● **Collection entries**:
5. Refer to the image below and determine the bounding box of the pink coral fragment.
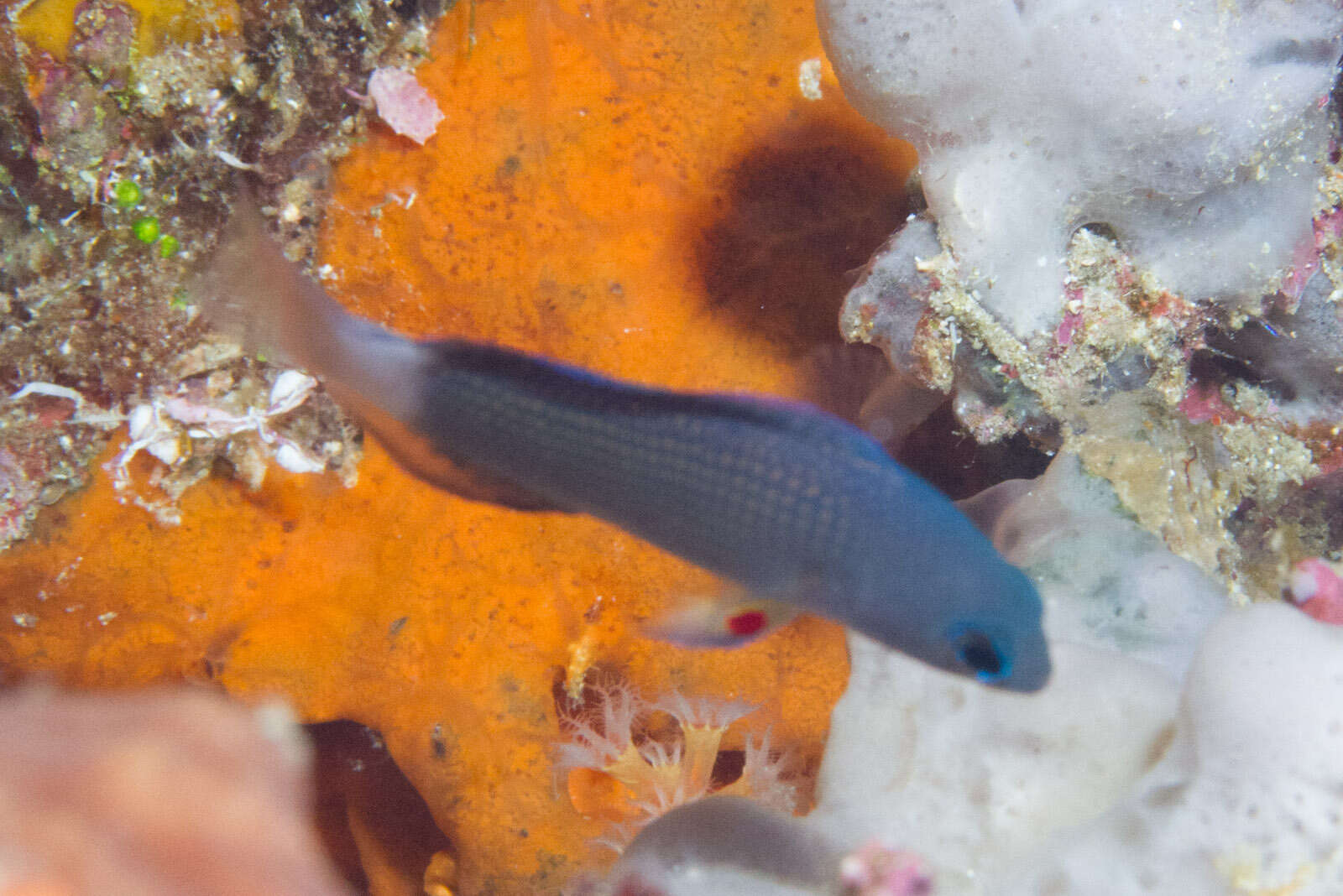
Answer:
[1288,557,1343,625]
[368,67,443,146]
[839,841,932,896]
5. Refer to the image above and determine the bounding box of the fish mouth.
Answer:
[987,640,1053,694]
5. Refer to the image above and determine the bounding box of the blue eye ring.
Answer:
[947,623,1011,684]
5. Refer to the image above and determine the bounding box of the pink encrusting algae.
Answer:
[368,69,443,146]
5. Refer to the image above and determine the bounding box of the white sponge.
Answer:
[817,0,1343,336]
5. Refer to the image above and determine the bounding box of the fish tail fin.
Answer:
[192,199,431,421]
[647,593,797,647]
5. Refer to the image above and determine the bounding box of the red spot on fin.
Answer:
[728,610,767,637]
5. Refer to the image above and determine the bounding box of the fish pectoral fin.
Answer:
[647,591,797,648]
[354,394,572,513]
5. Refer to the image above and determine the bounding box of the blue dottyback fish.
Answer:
[196,209,1049,690]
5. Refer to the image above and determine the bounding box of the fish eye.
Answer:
[952,627,1011,683]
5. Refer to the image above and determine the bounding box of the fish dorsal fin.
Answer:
[346,392,571,513]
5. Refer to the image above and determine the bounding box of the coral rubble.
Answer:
[0,0,436,547]
[819,0,1343,596]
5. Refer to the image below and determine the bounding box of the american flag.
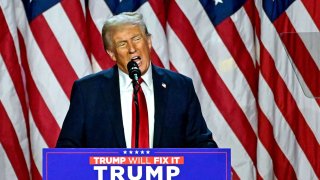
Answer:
[0,0,320,180]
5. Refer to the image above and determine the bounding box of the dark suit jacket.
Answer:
[57,65,217,148]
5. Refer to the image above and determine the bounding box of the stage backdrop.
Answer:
[0,0,320,180]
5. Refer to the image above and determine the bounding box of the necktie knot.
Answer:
[131,78,149,148]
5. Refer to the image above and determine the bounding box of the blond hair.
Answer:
[102,12,150,50]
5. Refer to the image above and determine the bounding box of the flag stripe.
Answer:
[21,33,60,147]
[148,0,167,29]
[274,14,320,100]
[0,0,320,179]
[168,1,256,169]
[30,15,78,98]
[0,101,29,179]
[261,37,320,175]
[18,31,42,180]
[87,14,114,69]
[61,0,90,57]
[168,26,255,177]
[0,8,27,122]
[258,106,297,179]
[215,19,257,98]
[301,0,320,30]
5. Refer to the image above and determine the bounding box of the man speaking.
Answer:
[57,13,217,148]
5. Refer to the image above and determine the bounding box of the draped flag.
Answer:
[0,0,320,180]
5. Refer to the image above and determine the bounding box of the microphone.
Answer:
[127,60,141,82]
[127,60,141,148]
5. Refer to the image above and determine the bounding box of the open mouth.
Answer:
[131,56,141,66]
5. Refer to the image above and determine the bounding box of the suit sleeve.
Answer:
[56,81,85,148]
[186,80,218,148]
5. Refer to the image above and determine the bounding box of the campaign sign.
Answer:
[43,148,231,180]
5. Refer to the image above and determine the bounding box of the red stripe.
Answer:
[301,0,320,29]
[30,15,78,98]
[0,9,28,124]
[20,32,60,147]
[31,157,42,180]
[61,0,90,57]
[260,35,320,177]
[231,168,240,180]
[169,61,178,72]
[0,101,29,179]
[0,9,37,179]
[148,0,168,29]
[258,107,297,180]
[87,11,115,69]
[151,48,164,68]
[244,3,297,180]
[274,13,320,102]
[18,31,42,180]
[168,1,257,169]
[215,18,258,99]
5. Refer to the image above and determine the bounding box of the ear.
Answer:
[106,49,117,61]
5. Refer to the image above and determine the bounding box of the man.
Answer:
[57,13,217,148]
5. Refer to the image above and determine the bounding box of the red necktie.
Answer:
[131,78,149,148]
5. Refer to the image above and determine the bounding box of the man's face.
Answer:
[107,25,151,75]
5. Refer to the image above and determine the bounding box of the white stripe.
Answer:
[91,54,102,72]
[260,2,320,142]
[0,143,18,180]
[16,4,69,127]
[174,0,257,134]
[29,111,48,176]
[259,77,315,179]
[257,139,276,179]
[167,25,256,179]
[138,3,169,69]
[230,7,256,64]
[0,0,20,63]
[0,54,30,169]
[43,3,92,78]
[89,0,113,33]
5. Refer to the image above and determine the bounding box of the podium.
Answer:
[42,148,231,180]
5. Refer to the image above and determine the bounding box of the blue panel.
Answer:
[22,0,60,22]
[105,0,147,15]
[200,0,246,26]
[263,0,295,22]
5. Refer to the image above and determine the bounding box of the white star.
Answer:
[214,0,223,5]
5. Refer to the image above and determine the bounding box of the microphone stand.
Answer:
[132,80,140,148]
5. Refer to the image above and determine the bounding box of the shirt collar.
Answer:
[118,62,153,90]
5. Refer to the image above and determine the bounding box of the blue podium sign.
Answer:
[43,148,231,180]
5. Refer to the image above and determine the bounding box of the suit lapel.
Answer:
[152,65,168,148]
[101,66,126,148]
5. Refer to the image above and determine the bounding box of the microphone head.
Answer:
[127,60,141,81]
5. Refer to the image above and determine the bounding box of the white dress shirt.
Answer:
[118,64,154,148]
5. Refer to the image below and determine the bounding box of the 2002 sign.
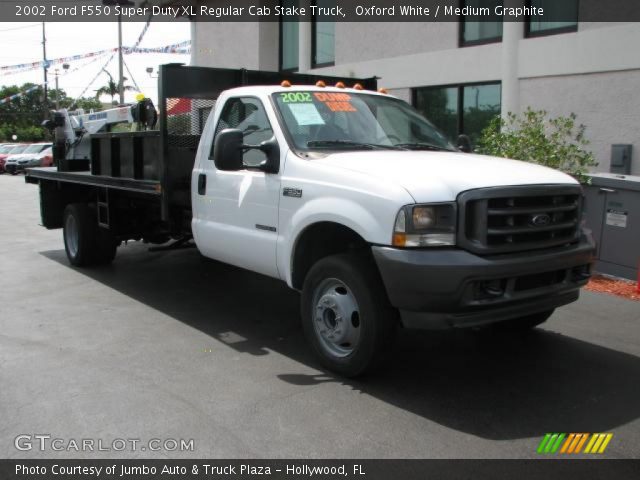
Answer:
[280,92,313,103]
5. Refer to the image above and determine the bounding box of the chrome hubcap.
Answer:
[313,278,360,357]
[64,215,78,257]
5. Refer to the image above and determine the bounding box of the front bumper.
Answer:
[4,163,24,173]
[372,235,594,329]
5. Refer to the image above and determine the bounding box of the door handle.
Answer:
[198,173,207,195]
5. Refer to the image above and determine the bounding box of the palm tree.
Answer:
[96,70,135,105]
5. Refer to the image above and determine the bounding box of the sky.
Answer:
[0,20,190,104]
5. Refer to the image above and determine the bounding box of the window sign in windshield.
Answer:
[274,91,455,151]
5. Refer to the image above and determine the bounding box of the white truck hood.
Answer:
[313,150,578,202]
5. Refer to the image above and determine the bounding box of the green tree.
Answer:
[476,107,597,183]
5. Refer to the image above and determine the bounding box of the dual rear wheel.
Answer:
[62,203,118,267]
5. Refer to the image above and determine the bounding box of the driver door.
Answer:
[193,97,280,278]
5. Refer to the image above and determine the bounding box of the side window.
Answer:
[209,97,273,167]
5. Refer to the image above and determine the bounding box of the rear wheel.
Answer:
[302,255,398,377]
[63,203,117,267]
[496,309,555,332]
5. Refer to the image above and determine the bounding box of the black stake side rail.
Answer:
[25,167,162,196]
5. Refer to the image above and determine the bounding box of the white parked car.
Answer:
[4,143,53,175]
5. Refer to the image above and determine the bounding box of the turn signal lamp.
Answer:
[391,203,456,248]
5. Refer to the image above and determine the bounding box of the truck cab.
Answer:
[192,84,592,374]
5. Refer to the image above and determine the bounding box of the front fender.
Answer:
[277,197,390,287]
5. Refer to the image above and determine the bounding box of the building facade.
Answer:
[192,0,640,175]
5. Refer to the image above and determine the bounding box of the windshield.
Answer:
[273,91,456,151]
[9,145,27,155]
[23,143,49,153]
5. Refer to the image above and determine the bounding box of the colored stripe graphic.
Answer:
[537,433,613,455]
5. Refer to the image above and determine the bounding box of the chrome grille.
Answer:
[458,185,582,254]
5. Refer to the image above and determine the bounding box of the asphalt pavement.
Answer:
[0,175,640,458]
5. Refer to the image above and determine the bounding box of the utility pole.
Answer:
[118,13,124,105]
[42,22,49,119]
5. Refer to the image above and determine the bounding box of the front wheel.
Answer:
[302,255,398,377]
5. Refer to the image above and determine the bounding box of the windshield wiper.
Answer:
[394,143,453,152]
[307,140,398,150]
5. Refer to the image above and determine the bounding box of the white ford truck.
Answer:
[27,65,593,376]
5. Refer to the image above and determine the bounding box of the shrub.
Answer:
[476,108,597,183]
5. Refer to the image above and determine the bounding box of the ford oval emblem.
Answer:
[530,213,551,227]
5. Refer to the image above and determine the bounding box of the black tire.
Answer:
[62,203,117,267]
[496,309,555,332]
[301,254,399,377]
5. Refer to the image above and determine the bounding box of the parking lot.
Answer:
[0,175,640,458]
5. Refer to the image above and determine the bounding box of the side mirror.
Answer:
[40,120,56,131]
[458,133,471,153]
[260,136,280,173]
[213,128,243,171]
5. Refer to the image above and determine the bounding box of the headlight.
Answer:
[392,203,456,247]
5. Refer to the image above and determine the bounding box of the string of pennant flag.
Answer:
[0,85,42,105]
[0,40,191,76]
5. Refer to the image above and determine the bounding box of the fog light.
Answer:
[480,280,507,298]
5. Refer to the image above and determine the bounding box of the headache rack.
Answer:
[458,185,582,255]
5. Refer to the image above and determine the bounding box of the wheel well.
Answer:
[291,222,369,290]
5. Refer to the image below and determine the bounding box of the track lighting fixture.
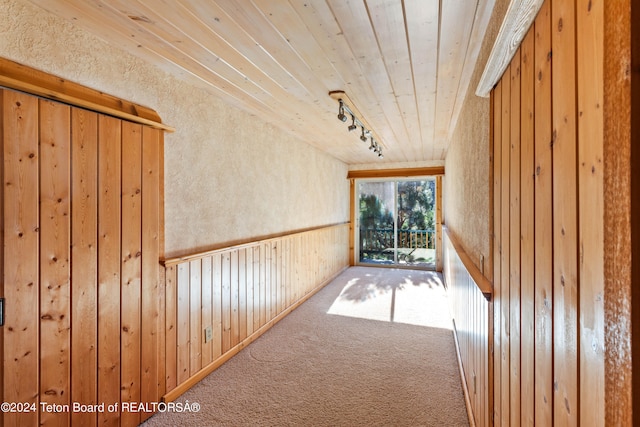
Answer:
[329,91,383,158]
[338,101,347,122]
[347,114,358,132]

● **Task instructions**: Quote everything in the collection entries from the line containing "the driver door." down to the line containing "[209,97,273,167]", with both of those lines included.

● **Exercise answer**:
5. Refer to the image above and determine the bounding box of the driver door.
Answer:
[193,97,280,278]
5. Refer to the image above and determine the bounding box of the side window.
Answer:
[209,97,273,167]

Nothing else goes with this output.